Transcribe every line of the material below without change, apart from dropping the pictures.
□ □ □ □
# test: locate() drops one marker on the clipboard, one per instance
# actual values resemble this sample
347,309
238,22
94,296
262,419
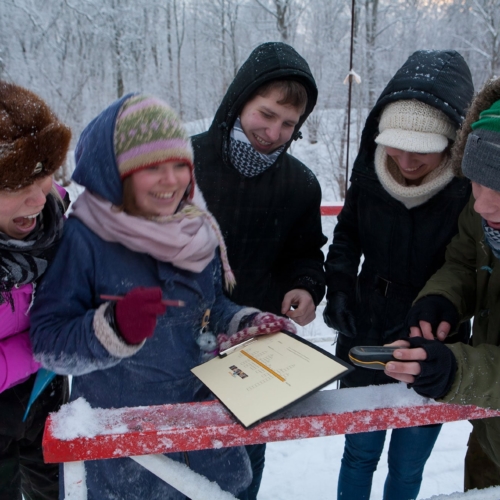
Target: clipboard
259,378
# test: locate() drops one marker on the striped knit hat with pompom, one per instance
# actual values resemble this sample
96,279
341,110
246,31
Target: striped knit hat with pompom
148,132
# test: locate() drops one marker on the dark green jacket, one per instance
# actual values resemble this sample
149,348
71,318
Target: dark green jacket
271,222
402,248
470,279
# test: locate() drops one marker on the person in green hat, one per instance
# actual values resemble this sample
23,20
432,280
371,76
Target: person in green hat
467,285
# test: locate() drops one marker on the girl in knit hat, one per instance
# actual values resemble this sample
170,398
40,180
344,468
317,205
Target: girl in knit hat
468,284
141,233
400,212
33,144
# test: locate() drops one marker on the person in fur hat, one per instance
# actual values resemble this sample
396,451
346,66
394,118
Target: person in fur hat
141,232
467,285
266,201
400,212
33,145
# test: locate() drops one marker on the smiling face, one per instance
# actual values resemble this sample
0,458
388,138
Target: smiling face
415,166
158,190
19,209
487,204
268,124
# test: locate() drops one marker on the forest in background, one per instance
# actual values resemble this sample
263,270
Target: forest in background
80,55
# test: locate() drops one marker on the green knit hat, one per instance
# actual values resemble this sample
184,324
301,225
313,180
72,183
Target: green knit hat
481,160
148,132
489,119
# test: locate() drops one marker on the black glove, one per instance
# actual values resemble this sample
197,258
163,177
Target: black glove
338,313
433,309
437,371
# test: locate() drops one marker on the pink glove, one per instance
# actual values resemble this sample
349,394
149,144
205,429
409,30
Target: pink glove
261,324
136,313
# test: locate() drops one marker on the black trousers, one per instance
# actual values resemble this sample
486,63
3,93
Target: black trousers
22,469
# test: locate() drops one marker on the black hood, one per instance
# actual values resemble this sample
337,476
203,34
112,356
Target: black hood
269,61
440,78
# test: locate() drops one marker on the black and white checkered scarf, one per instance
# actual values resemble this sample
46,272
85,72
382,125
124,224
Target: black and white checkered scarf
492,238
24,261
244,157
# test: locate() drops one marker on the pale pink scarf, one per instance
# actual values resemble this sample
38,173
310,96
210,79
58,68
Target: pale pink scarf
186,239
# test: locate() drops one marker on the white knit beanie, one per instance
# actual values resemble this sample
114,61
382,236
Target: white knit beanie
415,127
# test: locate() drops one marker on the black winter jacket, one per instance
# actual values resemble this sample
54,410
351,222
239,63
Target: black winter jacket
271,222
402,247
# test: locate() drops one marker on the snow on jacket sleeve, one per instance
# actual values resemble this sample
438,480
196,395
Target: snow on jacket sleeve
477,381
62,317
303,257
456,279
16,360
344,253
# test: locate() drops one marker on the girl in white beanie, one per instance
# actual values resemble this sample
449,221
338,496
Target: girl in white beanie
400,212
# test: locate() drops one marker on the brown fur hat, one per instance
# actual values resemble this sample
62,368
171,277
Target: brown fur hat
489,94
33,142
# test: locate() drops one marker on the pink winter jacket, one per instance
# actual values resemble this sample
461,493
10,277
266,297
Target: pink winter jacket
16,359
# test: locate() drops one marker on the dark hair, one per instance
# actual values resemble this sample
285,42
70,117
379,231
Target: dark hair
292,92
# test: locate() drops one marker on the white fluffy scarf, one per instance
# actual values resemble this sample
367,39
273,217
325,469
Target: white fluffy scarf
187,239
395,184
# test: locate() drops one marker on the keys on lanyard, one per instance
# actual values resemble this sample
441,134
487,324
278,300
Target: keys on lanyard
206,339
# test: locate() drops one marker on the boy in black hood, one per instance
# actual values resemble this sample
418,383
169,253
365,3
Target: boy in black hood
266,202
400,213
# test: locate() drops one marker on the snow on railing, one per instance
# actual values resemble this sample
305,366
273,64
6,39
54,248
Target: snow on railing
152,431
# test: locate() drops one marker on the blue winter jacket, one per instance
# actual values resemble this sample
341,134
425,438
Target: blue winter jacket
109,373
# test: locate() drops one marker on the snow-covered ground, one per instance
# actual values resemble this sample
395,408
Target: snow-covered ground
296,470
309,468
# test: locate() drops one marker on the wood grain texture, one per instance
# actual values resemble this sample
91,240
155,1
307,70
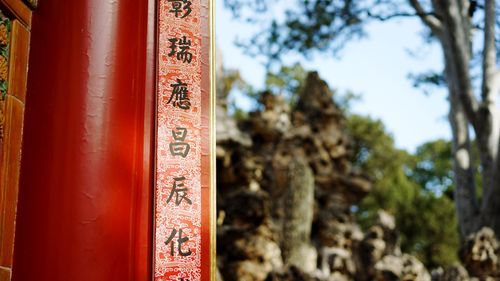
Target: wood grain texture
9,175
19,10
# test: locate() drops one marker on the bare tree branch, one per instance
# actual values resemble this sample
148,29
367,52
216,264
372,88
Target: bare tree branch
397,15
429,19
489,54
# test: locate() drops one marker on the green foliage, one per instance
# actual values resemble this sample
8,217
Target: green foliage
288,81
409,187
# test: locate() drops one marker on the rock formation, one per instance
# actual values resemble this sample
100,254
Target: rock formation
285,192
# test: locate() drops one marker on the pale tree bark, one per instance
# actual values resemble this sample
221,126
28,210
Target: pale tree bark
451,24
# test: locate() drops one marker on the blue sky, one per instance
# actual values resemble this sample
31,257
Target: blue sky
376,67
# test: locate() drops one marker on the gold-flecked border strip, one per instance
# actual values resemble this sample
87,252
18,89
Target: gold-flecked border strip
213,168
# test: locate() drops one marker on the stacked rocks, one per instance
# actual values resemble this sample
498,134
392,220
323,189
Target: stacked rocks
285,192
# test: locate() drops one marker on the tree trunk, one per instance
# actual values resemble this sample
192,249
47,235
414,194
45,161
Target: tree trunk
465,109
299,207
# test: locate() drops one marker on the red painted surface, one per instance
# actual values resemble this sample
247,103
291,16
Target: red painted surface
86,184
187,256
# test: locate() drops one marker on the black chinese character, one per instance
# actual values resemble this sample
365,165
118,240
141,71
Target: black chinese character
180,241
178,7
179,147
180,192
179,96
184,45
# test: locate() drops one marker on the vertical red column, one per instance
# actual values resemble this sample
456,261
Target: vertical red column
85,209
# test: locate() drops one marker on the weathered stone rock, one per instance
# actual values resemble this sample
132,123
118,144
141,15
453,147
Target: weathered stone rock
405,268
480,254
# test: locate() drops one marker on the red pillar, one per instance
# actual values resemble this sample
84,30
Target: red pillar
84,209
□ □ □ □
◆ WRITTEN RESPONSE ◆
# test: locate() drops one marker on the clipboard, one per instance
# actual values resemble this sample
347,309
238,22
94,296
262,419
Target: clipboard
259,378
# test: locate() drops one marker on the striped knit hat with pompom, one per instance
# actual values resemble this sample
96,279
341,110
246,31
Target: striped knit hat with pompom
148,132
# test: locate() drops one marker on the dark green jacket, one per instance
# actual values resemble this sample
149,348
71,318
Target: dark green jacket
271,222
402,248
470,279
# test: locate() drops one marker on the person in green hat, one per instance
# actual values resemble this sample
23,20
432,280
371,76
Target: person in green hat
467,285
# test: locate() drops one marker on the girl in knit hat, one per instance
# actual values resemble this sample
170,398
40,180
344,468
317,205
Target: girl in knit hat
468,284
141,233
400,212
33,144
# test: locate() drops one marker on the person in fur hat, one per instance
# actual values resemble this sample
396,451
346,66
394,118
Target: person in fur hat
141,232
467,285
266,201
400,212
33,145
# test: locate() drops one marker on the smiling face, one per instance
# actual values resemble this sample
0,458
388,138
Target: smiling face
415,166
158,190
19,209
487,204
268,124
# test: locate() drops one marker on the forest in background, one per instance
# actual values resemble this sample
263,270
Target: forest in background
80,55
# test: locate() drops one marker on the green knit hat, one per instance
# actual values resemble this sample
184,324
301,225
313,180
72,183
Target: green knit hat
481,160
148,132
489,119
# test: locate() drops one marker on the black glove, one per instance
# actual values resemble this sample
197,258
163,177
Target: black glove
338,313
433,309
437,371
# test: locate() drops one marker on the pink glove, one per instance
# actual values resemble this sample
349,394
149,144
205,429
409,30
Target: pink glove
261,324
136,313
# test: locate() drops one marker on the black trousers, one per instance
# actual values resemble this sample
486,63
3,93
Target: black trousers
22,469
# test: locate() drops one marker on the black hood, one per instance
# actual values resemble this sample
337,476
203,34
112,356
Target: black hood
269,61
440,78
# test: locate() drops one marker on the black and white checkered scarf, one per instance
# actual values resemble this sample
46,272
85,72
382,125
124,224
Target: black and white checkered scarf
492,238
24,261
244,157
# test: locate() drops one marker on the pale pink scarf, one per instance
# actual values resemble this sample
38,173
310,96
210,79
58,68
Target: pale pink scarf
186,239
# test: locate() drops one marker on the white knit beanie, one per instance
# actual values resemble this sample
114,61
382,236
Target: white knit beanie
415,127
# test: locate() drops one marker on the black winter jacket, one per instance
# actual values resemble this sample
54,410
351,222
239,63
Target: black winter jacket
271,222
402,247
# test: locate() drops one marker on the snow on jacket sleeve, one per instance
# actual values resemble this sample
438,480
196,395
Target: snow on jacket sleeve
477,381
62,317
303,257
456,279
16,360
344,253
# test: locate() drops one marker on the girl in white beanie, one per instance
# actual values resemble this sample
449,221
338,496
Target: girl in white beanie
400,212
# test: locate() drops one marker on the brown fur hat, one per instance
# actual values resemble this sample
62,368
171,277
Target: brown fur hat
489,94
33,142
# test: locate() drops one marker on the pink winter jacket, one per instance
# actual values resemble this sample
461,493
10,277
266,297
Target: pink winter jacket
16,359
# test: locate() drops one marker on the dark hair, one per instance
# actual values resemble this sample
285,42
70,117
379,231
Target: dark hair
292,92
# test: locate() drops one marker on the white fluffy scarf, one per instance
# actual values resemble this sample
367,39
273,217
325,469
Target: white fluffy scarf
187,239
395,184
# test: locate() drops one marker on the keys on lanyard, one per instance
# actual values resemble this sample
441,134
487,324
278,300
Target: keys on lanyard
206,339
# test: locate() drops one marker on the boy in black hood, one per instance
# actual values resemble this sample
418,383
169,253
365,3
Target: boy in black hood
266,202
400,213
# test: locate() drops one marker on the snow on railing, one per instance
# actual values resemble this sample
305,366
273,64
6,39
54,248
Target: snow on railing
152,431
# test: locate() drops one marker on the blue winter jacket, one per instance
# actual values resemble this sample
341,134
425,438
Target: blue winter jacket
109,373
# test: locate() drops one marker on the snow-covered ground, one per instance
# actual values resemble this sample
395,408
Target: snow-covered ground
296,470
309,468
# test: locate() drops one marker on the wood grain texture, one per instance
# actual values resemble this sample
91,240
155,1
307,70
Target: wood grain texture
9,175
19,10
# test: locate() drops one marker on the bare tree branch, one per instance
# actual values resemble this sample
148,29
367,52
216,264
372,88
Target: bare tree branch
397,15
429,19
489,54
# test: locate() drops one marker on the green foliage, one per instance
# actual values resemble this sample
8,217
Target: green foliage
288,81
409,187
# test: locate() drops one marker on the rock formation, one per instance
# actual values resemble this sample
100,254
Target: rock formation
285,192
# test: locate() drops one marker on the pale tree bark, one per instance
# actual values resemble this sample
221,126
28,210
Target: pale tree bark
451,24
# test: locate() drops one marker on the blue sky, one per instance
# actual values resemble this sample
31,257
Target: blue sky
376,67
# test: locate() drops one marker on the gold-flecked border strip, one per instance
# actual values resemble this sample
87,252
18,89
Target: gold-flecked border strip
213,168
# test: locate() drops one marker on the stacked rocks, one per instance
# actual values resemble this sample
498,134
392,220
323,189
Target: stacked rocks
285,192
# test: locate() drops one marker on the tree trunk, one per instance
# actual values resemble this sample
192,249
47,235
414,194
45,161
Target: tree trunk
465,109
299,207
# test: locate() drops one marker on the red painted surface, one per instance
# actual values resemble this sample
247,103
291,16
Target: red painted surface
86,184
187,256
# test: locate() drops one marker on the black chinese character, one per instance
# actual values resemble this sample
365,165
118,240
141,71
Target: black chinese character
180,241
178,7
179,147
180,192
179,96
184,45
# test: locate() drops one marker on the vertical red column, one per instance
# actual values resemble this sample
456,261
Target: vertical red column
85,209
# test: locate() drops one marker on the weathered stone rock, one per instance
# actual values resemble this sample
132,123
118,144
141,15
453,147
Target: weathered stone rock
405,268
480,254
# test: locate() drops one marker on the red pillar, one per instance
# actual values resemble this sample
84,30
Target: red pillar
84,209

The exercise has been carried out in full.